=== SOURCE ===

>>>

Methodology

This page documents the current benchmarking methodology used by scfuzzbench.

Objectives

Run different fuzzers under equivalent infrastructure and runtime constraints.
Pin versions and inputs so runs are reproducible.
Publish enough raw and processed artifacts for independent inspection.
Use robust, distribution-aware reporting across repeated runs.

End-to-End Benchmark Flow

1) Define and pin benchmark inputs

Core inputs are defined through Terraform vars and/or workflow dispatch:

Target: target_repo_url, target_commit
Mode: benchmark_type (property or optimization)
Infra: instance_type, instances_per_fuzzer, timeout_hours
Fuzzer set: fuzzers (or default all available)

<<<

=== SOURCE DATA ===
>>>

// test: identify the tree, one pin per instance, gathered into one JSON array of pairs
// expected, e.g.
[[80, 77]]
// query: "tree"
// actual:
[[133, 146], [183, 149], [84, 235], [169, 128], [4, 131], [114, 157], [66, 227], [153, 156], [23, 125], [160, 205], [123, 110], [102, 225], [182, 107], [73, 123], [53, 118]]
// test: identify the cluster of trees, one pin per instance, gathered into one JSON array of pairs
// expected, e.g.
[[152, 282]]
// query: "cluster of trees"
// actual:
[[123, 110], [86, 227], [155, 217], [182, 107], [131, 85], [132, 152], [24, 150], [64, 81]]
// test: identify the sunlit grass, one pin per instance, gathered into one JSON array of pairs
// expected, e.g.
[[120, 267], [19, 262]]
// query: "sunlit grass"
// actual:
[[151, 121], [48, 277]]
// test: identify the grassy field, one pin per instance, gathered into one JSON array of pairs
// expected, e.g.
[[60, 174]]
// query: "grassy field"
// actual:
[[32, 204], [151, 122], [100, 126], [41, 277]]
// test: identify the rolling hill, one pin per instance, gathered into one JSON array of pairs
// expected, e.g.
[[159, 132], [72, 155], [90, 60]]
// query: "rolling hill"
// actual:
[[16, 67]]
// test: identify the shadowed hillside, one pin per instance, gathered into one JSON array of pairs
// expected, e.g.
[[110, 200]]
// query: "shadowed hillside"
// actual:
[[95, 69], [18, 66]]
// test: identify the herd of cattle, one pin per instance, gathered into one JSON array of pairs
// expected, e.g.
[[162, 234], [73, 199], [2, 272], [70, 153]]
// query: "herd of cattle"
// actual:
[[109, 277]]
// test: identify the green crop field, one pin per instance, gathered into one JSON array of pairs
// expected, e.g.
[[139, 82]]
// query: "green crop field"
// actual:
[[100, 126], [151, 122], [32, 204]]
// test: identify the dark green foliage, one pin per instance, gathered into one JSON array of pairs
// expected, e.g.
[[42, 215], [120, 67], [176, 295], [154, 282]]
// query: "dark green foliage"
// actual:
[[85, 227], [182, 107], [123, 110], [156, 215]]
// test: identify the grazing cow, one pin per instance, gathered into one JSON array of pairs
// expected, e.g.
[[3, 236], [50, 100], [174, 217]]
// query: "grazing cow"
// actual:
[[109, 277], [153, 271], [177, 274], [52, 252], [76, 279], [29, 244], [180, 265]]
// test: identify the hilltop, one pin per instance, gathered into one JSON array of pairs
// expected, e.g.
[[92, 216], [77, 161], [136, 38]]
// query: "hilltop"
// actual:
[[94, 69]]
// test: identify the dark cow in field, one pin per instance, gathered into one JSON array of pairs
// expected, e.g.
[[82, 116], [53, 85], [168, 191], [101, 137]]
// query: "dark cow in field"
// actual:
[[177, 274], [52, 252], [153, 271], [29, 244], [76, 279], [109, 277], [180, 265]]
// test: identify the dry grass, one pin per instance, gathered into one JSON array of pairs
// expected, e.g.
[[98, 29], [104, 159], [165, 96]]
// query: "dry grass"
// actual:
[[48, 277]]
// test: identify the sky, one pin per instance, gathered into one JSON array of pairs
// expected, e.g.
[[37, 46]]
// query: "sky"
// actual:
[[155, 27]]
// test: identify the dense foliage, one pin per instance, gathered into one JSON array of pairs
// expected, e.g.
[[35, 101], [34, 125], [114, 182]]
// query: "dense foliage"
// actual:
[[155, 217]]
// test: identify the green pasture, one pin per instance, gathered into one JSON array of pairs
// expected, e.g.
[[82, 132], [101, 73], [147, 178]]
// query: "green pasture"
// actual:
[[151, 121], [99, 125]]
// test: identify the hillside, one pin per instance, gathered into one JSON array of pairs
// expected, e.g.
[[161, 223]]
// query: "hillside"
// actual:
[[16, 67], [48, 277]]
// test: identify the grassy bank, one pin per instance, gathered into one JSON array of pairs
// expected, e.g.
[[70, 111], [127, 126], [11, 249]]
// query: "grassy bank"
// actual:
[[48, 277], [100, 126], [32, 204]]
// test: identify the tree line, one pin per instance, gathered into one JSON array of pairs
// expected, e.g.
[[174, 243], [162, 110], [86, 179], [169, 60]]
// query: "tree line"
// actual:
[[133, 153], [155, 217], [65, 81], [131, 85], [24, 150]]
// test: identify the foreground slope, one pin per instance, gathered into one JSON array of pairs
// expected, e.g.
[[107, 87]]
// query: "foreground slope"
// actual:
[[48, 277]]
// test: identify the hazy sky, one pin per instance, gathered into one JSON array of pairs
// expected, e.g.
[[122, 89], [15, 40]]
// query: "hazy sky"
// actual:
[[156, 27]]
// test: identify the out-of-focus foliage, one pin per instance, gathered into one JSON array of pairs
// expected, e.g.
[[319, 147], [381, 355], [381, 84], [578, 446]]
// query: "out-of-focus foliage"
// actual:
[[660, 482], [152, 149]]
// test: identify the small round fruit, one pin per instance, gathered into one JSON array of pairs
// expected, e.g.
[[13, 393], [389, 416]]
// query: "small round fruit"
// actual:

<<<

=== TASK LIST ===
1. Which lines of the listing contain the word "small"? Copy out each of them.
2. Could you pick up the scfuzzbench methodology page right after its final line and continue writing it?

=== EXPECTED RESULTS ===
1.
// test: identify the small round fruit, one pin per instance, gathered into one JSON array of pairs
// query: "small round fruit"

2.
Tool versions: foundry_version, echidna_version, medusa_version, recon_version

In CI (.github/workflows/benchmark-run.yml), inputs are validated before apply (value ranges, formats, and conservative character constraints).

2) Compute run identity and benchmark identity

Terraform computes two IDs used across the pipeline:

run_id:
- Explicit var.run_id if provided.
- Otherwise time_static.run.unix (state-stable; repeated applies can reuse it).
benchmark_uuid:
- md5(jsonencode(benchmark_manifest)) in infrastructure/main.tf.

benchmark_manifest includes pinned context such as:

scfuzzbench_commit, target_repo_url, target_commit
benchmark_type, instance_type, instances_per_fuzzer, timeout_hours
aws_region, ubuntu_ami_id
tool versions and selected fuzzer_keys

This means changing any of those manifest fields changes benchmark_uuid.

3) Provision equivalent runners

Terraform provisions one EC2 instance per (fuzzer, run_index) pair:

Same AMI family for all (ubuntu_ami_ssm_parameter).
Same instance type and timeout budget for all fuzzers in a run.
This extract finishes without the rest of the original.